* _WHAT YOU WILL DO_:
Please locate each line in the data below that contains the string "link", and copy those lines out. Case counts when matching.

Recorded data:
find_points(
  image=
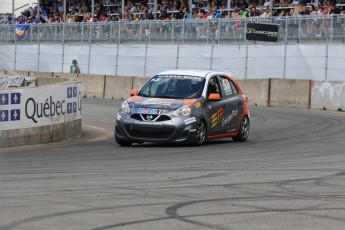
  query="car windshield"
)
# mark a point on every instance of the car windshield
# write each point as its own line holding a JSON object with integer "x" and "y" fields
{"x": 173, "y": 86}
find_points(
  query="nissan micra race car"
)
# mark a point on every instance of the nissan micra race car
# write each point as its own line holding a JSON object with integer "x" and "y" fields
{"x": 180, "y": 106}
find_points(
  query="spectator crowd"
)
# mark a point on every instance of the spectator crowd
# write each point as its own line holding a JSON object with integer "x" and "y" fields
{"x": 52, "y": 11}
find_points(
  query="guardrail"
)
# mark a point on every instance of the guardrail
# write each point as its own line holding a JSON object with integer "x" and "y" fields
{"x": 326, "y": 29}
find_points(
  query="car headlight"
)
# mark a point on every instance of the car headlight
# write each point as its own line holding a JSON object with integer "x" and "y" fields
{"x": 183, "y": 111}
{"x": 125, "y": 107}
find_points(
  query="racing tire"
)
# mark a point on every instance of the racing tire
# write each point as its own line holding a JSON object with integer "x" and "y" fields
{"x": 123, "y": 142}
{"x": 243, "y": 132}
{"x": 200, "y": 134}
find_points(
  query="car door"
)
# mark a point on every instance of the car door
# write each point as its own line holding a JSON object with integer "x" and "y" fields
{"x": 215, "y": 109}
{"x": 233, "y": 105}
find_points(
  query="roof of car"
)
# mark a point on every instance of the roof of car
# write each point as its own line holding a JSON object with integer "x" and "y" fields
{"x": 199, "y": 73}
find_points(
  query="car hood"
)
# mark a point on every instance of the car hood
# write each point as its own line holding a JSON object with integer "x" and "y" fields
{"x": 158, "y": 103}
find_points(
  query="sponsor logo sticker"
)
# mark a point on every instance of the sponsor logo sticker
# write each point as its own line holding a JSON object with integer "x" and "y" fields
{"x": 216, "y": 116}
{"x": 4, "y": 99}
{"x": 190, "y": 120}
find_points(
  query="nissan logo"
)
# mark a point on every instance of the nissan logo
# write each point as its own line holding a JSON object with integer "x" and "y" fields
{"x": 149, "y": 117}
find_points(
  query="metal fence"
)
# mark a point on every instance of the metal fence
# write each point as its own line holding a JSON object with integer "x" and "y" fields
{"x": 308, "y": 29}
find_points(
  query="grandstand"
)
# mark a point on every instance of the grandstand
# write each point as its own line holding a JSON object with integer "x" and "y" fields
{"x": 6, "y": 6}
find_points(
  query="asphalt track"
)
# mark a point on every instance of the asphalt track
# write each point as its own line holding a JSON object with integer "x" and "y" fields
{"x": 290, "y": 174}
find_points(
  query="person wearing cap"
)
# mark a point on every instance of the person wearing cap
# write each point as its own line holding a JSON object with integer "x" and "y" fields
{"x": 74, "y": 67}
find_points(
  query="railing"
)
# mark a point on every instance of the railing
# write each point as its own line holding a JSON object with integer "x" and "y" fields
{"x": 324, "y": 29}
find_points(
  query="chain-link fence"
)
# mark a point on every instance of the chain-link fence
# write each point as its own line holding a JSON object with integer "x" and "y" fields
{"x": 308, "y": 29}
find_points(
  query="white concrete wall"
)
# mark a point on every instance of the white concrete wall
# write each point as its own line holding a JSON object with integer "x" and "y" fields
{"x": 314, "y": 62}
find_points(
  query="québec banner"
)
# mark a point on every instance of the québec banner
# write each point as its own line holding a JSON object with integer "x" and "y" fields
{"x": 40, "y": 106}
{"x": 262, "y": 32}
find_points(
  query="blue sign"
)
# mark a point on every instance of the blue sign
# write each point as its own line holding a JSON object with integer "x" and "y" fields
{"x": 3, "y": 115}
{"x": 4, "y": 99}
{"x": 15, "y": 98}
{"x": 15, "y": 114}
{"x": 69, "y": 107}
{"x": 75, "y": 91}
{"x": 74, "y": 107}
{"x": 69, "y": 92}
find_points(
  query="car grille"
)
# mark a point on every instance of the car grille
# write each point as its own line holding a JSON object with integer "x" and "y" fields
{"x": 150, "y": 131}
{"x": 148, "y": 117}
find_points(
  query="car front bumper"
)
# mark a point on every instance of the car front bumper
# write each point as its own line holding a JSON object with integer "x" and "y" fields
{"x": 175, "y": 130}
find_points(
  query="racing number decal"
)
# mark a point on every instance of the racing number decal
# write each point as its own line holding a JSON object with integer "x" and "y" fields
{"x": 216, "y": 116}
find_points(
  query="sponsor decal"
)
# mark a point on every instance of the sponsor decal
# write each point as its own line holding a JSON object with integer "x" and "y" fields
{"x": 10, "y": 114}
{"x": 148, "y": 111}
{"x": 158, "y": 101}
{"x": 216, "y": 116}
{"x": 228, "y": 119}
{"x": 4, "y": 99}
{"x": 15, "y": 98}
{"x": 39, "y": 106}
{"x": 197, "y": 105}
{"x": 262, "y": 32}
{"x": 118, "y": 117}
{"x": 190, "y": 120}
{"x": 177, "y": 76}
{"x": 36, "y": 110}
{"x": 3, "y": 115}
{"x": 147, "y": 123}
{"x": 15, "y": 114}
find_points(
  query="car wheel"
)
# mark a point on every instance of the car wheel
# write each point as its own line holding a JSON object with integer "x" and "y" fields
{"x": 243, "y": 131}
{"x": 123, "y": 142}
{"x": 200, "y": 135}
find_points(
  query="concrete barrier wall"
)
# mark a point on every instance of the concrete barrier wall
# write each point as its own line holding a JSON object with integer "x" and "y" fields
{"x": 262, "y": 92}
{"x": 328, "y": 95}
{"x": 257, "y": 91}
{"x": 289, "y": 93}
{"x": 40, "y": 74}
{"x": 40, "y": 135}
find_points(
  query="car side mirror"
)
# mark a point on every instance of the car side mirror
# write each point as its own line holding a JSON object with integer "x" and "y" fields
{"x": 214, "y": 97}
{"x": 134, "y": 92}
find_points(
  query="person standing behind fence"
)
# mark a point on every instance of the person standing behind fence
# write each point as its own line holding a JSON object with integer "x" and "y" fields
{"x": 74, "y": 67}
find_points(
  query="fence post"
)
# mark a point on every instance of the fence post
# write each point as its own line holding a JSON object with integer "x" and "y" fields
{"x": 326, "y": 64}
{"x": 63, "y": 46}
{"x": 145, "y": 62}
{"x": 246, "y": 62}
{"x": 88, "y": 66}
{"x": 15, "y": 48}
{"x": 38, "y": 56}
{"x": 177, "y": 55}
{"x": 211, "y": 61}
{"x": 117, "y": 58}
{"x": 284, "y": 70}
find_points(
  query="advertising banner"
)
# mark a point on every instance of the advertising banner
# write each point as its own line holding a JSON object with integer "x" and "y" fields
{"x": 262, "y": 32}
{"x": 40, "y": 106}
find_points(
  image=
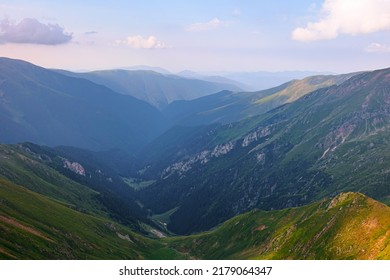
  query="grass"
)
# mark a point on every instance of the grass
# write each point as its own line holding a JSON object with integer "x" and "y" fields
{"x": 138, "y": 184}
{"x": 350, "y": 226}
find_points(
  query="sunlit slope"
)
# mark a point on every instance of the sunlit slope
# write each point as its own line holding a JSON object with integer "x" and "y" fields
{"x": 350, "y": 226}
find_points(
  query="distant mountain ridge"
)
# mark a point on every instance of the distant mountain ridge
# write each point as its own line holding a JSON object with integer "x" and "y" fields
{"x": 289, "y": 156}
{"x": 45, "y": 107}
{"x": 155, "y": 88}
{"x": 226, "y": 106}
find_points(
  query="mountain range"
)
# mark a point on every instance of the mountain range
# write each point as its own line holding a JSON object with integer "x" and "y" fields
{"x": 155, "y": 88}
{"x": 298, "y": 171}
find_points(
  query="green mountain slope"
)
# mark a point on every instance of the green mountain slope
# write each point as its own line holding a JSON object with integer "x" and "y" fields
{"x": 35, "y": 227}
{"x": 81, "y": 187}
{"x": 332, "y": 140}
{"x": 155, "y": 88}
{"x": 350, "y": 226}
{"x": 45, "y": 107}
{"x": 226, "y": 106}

* _COMPLETE ANSWER_:
  query="chain-link fence"
# mark a point on every instance of the chain-link fence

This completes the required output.